>> begin Records for this task
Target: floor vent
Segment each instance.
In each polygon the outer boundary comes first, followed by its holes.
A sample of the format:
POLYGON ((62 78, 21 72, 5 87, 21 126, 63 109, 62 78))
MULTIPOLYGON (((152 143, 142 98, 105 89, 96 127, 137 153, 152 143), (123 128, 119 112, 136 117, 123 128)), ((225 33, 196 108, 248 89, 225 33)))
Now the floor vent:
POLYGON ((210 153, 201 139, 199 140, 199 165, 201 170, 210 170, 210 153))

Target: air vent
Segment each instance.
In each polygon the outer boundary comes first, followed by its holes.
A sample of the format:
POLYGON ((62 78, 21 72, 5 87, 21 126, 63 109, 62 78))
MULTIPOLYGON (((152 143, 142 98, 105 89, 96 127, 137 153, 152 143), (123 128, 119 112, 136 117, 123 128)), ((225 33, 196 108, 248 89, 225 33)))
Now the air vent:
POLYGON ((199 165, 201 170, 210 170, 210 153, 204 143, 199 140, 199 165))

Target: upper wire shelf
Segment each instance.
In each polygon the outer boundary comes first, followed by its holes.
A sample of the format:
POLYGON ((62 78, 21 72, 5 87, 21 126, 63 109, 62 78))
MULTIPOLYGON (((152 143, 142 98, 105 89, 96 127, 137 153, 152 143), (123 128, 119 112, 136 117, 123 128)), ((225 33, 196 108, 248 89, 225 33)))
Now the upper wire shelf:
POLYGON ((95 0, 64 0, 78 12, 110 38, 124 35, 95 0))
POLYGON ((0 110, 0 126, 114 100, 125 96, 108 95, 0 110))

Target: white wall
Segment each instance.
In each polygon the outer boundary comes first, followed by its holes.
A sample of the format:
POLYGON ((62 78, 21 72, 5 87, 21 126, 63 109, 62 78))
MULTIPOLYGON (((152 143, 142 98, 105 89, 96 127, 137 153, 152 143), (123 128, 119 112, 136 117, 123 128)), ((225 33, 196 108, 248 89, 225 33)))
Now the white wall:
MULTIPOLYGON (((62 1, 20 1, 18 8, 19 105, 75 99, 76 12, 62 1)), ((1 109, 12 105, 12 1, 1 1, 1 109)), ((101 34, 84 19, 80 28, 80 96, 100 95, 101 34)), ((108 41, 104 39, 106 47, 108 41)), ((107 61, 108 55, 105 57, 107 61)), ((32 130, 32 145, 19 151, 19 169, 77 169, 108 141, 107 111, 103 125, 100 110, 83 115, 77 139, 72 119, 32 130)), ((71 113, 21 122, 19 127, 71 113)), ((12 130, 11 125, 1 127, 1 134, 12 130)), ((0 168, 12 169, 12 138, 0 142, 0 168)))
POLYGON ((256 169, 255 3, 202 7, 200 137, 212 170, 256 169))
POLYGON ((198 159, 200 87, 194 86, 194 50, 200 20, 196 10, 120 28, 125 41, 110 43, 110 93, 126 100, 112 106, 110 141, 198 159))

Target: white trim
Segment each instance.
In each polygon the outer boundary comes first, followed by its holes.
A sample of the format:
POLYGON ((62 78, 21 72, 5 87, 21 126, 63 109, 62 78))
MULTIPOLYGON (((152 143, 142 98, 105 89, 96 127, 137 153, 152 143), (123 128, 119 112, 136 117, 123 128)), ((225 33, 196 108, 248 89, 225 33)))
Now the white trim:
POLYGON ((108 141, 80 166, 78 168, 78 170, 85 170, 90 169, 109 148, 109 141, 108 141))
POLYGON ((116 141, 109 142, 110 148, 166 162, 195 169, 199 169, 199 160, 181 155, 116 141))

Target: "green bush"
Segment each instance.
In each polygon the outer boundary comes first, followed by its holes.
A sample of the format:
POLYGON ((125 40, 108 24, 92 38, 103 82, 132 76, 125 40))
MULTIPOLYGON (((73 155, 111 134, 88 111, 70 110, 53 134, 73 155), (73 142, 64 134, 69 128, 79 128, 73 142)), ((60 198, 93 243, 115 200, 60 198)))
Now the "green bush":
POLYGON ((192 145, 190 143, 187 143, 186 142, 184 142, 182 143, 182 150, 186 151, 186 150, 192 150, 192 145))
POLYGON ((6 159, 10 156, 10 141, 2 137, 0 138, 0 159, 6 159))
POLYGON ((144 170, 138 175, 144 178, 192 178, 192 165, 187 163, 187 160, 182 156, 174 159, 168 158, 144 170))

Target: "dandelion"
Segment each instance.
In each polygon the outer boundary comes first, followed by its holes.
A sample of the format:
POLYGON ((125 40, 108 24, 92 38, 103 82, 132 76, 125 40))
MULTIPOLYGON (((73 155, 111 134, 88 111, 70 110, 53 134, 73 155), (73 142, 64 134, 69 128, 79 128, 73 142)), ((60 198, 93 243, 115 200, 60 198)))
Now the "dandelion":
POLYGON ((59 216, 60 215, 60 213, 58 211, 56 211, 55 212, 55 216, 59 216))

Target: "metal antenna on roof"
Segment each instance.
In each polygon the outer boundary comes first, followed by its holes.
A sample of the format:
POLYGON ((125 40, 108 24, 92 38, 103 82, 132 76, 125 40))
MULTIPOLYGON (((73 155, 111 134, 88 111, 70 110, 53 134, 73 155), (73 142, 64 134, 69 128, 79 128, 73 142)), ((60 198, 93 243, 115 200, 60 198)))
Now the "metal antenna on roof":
>> end Records for this task
## What you need to do
In the records above, change every "outer boundary" to "exterior ring" and reproduce the lines with nothing else altered.

## Answer to this exercise
Target: floor vent
Segment each instance.
In each polygon the exterior ring comes first, followed by its holes.
A sample of the format:
POLYGON ((62 78, 21 72, 5 87, 21 126, 63 109, 62 78))
MULTIPOLYGON (((152 143, 142 98, 105 89, 96 127, 137 153, 152 143), (123 128, 119 112, 136 117, 123 128)), ((225 33, 196 108, 248 89, 225 33)))
Now the floor vent:
POLYGON ((210 153, 201 139, 199 140, 199 165, 201 170, 210 170, 210 153))

Target: air vent
Segment each instance.
In each polygon the exterior ring comes first, followed by its holes.
A sample of the format:
POLYGON ((62 78, 21 72, 5 87, 21 126, 63 109, 62 78))
MULTIPOLYGON (((152 143, 142 98, 105 89, 96 127, 137 153, 152 143), (123 128, 119 112, 136 117, 123 128)), ((225 33, 196 108, 248 89, 225 33)))
Now the air vent:
POLYGON ((199 165, 201 170, 210 170, 210 153, 204 143, 199 140, 199 165))

Target: upper wire shelf
Segment each instance.
In each polygon the exterior ring comes first, followed by its holes.
A sample of the format:
POLYGON ((62 78, 21 72, 5 87, 21 126, 63 109, 62 78))
MULTIPOLYGON (((152 143, 142 98, 105 89, 96 127, 137 153, 152 143), (123 128, 119 112, 136 117, 123 128)), ((225 33, 196 108, 248 89, 225 33)))
Now the upper wire shelf:
POLYGON ((95 0, 64 0, 78 12, 110 38, 124 35, 95 0))
POLYGON ((0 110, 0 126, 114 100, 125 96, 108 95, 0 110))

Target: white wall
Segment each instance.
In each polygon the exterior ring comes first, followed by its holes.
A sample of the format:
POLYGON ((62 78, 21 72, 5 87, 21 126, 63 109, 62 78))
MULTIPOLYGON (((152 143, 142 98, 105 89, 96 127, 137 153, 152 143), (123 128, 119 112, 136 117, 123 128)), ((225 33, 196 108, 248 89, 225 33)))
Now the white wall:
MULTIPOLYGON (((62 1, 20 1, 18 8, 19 105, 75 99, 76 12, 62 1)), ((1 109, 12 105, 12 1, 1 1, 1 109)), ((101 34, 84 19, 80 28, 80 96, 100 95, 101 34)), ((108 41, 104 39, 106 47, 108 41)), ((107 61, 108 55, 105 57, 107 61)), ((32 130, 32 145, 19 151, 19 169, 77 169, 108 141, 107 111, 103 125, 100 110, 83 115, 77 139, 72 119, 32 130)), ((71 113, 21 122, 19 127, 71 113)), ((12 130, 11 125, 1 127, 1 134, 12 130)), ((0 168, 12 169, 12 138, 0 142, 0 168)))
POLYGON ((256 169, 255 3, 202 7, 200 137, 212 170, 256 169))
POLYGON ((198 159, 200 87, 194 86, 194 50, 200 20, 196 10, 120 28, 125 41, 110 43, 110 93, 126 100, 112 106, 110 141, 198 159))

Target: white trim
Segment each instance.
In each polygon the exterior ring comes first, followed by its holes.
A sample of the format:
POLYGON ((62 78, 21 72, 5 87, 21 126, 63 109, 62 78))
MULTIPOLYGON (((152 143, 142 98, 105 89, 96 127, 137 153, 152 143), (123 128, 119 112, 136 117, 123 128)), ((225 33, 196 108, 248 89, 225 33)))
Now the white trim:
POLYGON ((108 141, 80 166, 78 168, 78 170, 85 170, 90 169, 109 148, 109 141, 108 141))
POLYGON ((116 141, 109 142, 110 148, 166 162, 195 169, 199 169, 199 160, 181 155, 116 141))

Target: "green bush"
Segment each instance.
In each polygon the exterior ring comes first, followed by its holes.
A sample of the format:
POLYGON ((125 40, 108 24, 92 38, 103 82, 132 76, 125 40))
MULTIPOLYGON (((73 155, 111 134, 88 111, 70 110, 53 134, 73 155), (73 142, 64 134, 69 128, 79 128, 73 142)), ((60 198, 93 243, 115 200, 60 198)))
Now the "green bush":
POLYGON ((192 145, 190 143, 187 143, 186 142, 184 142, 182 143, 182 150, 186 151, 186 150, 192 150, 192 145))
POLYGON ((6 159, 10 156, 10 141, 2 137, 0 138, 0 159, 6 159))
POLYGON ((144 170, 138 175, 144 178, 192 178, 192 165, 187 163, 187 160, 182 156, 174 159, 168 158, 144 170))

Target: "dandelion"
Segment each instance.
In each polygon the exterior ring comes first, followed by its holes.
A sample of the format:
POLYGON ((125 40, 108 24, 92 38, 103 82, 132 76, 125 40))
MULTIPOLYGON (((73 155, 111 134, 88 111, 70 110, 53 134, 73 155), (73 142, 64 134, 69 128, 79 128, 73 142)), ((60 198, 93 243, 115 200, 60 198)))
Now the "dandelion":
POLYGON ((59 216, 60 215, 60 213, 58 211, 56 211, 55 212, 55 216, 59 216))

Target: "metal antenna on roof"
Segment each instance.
In each polygon the exterior ring comes first, followed by its holes.
A sample of the format:
POLYGON ((125 40, 108 24, 92 38, 103 82, 132 76, 125 40))
MULTIPOLYGON (((73 155, 111 134, 88 111, 70 110, 53 134, 73 155), (73 142, 64 134, 69 128, 79 128, 73 142)), ((60 198, 93 243, 115 200, 60 198)))
Now the "metal antenna on roof":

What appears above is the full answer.